BEGIN ARTICLE
Private equity laid bare

Posted by Robin Powell on April 3, 2018

It is, apparently, a good time to be managing a private equity fund. According to the alternative assets data provider Preqin, it currently takes PE firms 11 months on average to raising a fund, compared with the 19 months it took them in 2010.

And as well as spending less time raising money, they’re also raising more of it. PE funds raised $484bn in 2017, Preqin says, compared with $414bn 2007, before the global financial crisis.

The FT puts this interest in private equity down to “yield-starved investors desperately seeking a place to park their cash”.

But is investing in private equity funds really such a good idea? Ludovic Phalippou is Associate Professor of Finance at the University of Oxford’s Said Business School. He has recently written a book called Private Equity Laid Bare in which he challenges the assumption that private equity is the no-brainer investment that many institutional and high-net worth investors believe it to be.

Even more than the mutual fund industry, Professor Phalippou claims, the private equity sector is riddled with conflicts of interest. He says there are also serious issues around transparency, both in terms of fees and the reporting of fund performance.

If you’re thinking of joining the rush to invest in private equity, this interview is essential reading.

 

 

RP: Thank you your time, Ludovic. Tell me, how did you first become interested in the private equity space, and what did you set out to achieve with your book?

LP: Private equity is a perfect research topic. It’s a huge market, with huge sums at stake, and huge consumer welfare implications, and yet there’s relatively little research done on it. I managed to obtain unique data on private equity investing 15 years ago and I haven’t stopped working on private equity since.
END ARTICLE
BEGIN DATA SECTION
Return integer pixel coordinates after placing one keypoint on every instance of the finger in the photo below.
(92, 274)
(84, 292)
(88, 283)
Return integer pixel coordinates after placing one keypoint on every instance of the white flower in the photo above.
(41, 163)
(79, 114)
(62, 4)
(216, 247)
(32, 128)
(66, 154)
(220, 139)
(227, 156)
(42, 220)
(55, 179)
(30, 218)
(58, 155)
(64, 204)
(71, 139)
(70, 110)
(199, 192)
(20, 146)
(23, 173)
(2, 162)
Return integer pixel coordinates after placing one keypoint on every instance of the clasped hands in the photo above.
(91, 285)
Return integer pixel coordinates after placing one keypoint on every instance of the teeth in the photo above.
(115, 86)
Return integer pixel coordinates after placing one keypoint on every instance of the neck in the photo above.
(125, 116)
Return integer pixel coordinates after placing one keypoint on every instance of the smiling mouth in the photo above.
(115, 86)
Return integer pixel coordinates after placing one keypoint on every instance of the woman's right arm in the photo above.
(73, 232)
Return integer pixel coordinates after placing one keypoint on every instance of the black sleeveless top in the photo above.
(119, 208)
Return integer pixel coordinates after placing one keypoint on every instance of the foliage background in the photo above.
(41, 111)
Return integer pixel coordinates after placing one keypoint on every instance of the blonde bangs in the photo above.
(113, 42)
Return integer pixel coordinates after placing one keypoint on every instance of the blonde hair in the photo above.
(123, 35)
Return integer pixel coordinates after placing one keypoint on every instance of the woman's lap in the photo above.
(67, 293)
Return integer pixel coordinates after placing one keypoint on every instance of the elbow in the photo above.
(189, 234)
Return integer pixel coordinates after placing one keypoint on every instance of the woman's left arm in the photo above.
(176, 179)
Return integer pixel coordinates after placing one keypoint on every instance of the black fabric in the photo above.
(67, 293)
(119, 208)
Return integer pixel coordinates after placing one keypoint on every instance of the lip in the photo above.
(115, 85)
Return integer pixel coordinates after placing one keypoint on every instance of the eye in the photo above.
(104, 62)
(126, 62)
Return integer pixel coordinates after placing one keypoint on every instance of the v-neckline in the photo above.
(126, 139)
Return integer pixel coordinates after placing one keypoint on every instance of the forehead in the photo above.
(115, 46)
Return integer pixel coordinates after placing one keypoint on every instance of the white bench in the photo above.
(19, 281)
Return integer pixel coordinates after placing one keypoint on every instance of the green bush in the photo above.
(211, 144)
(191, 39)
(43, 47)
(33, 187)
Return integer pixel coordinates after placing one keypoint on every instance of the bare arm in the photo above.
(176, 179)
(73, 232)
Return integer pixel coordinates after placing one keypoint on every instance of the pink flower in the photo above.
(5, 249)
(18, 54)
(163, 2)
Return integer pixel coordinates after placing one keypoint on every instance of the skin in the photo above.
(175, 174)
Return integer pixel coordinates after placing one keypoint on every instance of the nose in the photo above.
END DATA SECTION
CHALLENGES:
1. Reproduce everything in the private equity article from "And as well" down to "believe it to be.".
2. In the private equity article, at which school is Ludovic Phalippou Associate Professor of Finance?
3. Carry the private equity article forward from its last sentence, writing the next part of the interview.

RESULTS FOR EACH TASK:
1.
And as well as spending less time raising money, they’re also raising more of it. PE funds raised $484bn in 2017, Preqin says, compared with $414bn 2007, before the global financial crisis.

The FT puts this interest in private equity down to “yield-starved investors desperately seeking a place to park their cash”.

But is investing in private equity funds really such a good idea? Ludovic Phalippou is Associate Professor of Finance at the University of Oxford’s Said Business School. He has recently written a book called Private Equity Laid Bare in which he challenges the assumption that private equity is the no-brainer investment that many institutional and high-net worth investors believe it to be.

2. The University of Oxford's Said Business School.

3.
There are very few textbooks on PE, and they tend to focus on war stories, and how partners succeeded in increasing significantly the earnings of the companies they managed. Those books are not really academic; they don’t tackle the topic through the lens of decades of academic research in financial economics.

My book is academic, yet also, I hope, accessible and entertaining. It is based on facts and rigorous studies. Each page took me two days to write. Everything is thought through and yet constantly revised, based on the feedback I receive. Also, half of the book is about the investors in PE funds, which is part of the business that’s neglected in other books.

 

RP: As we all know, mutual funds are regulated — not always especially well — by, for example, the FCA in the UK and the SEC in the US. What regulation, if any, is there of the private equity sector?

LP: There’s basically nothing. There are no rules about how to compute your track record, how to present it, and no standard contract. You can have as many vague and twisted footnotes as you want. Just the general rules apply — that you shouldn’t lie, for example. With all the creative and smart individuals working in PE, this is a rather low bar.

 

Ludovic Phalippou on private equity

 

RP: You argue in your book that fees and charges for PE funds are even more opaque than they are for mutual funds. Give me an example.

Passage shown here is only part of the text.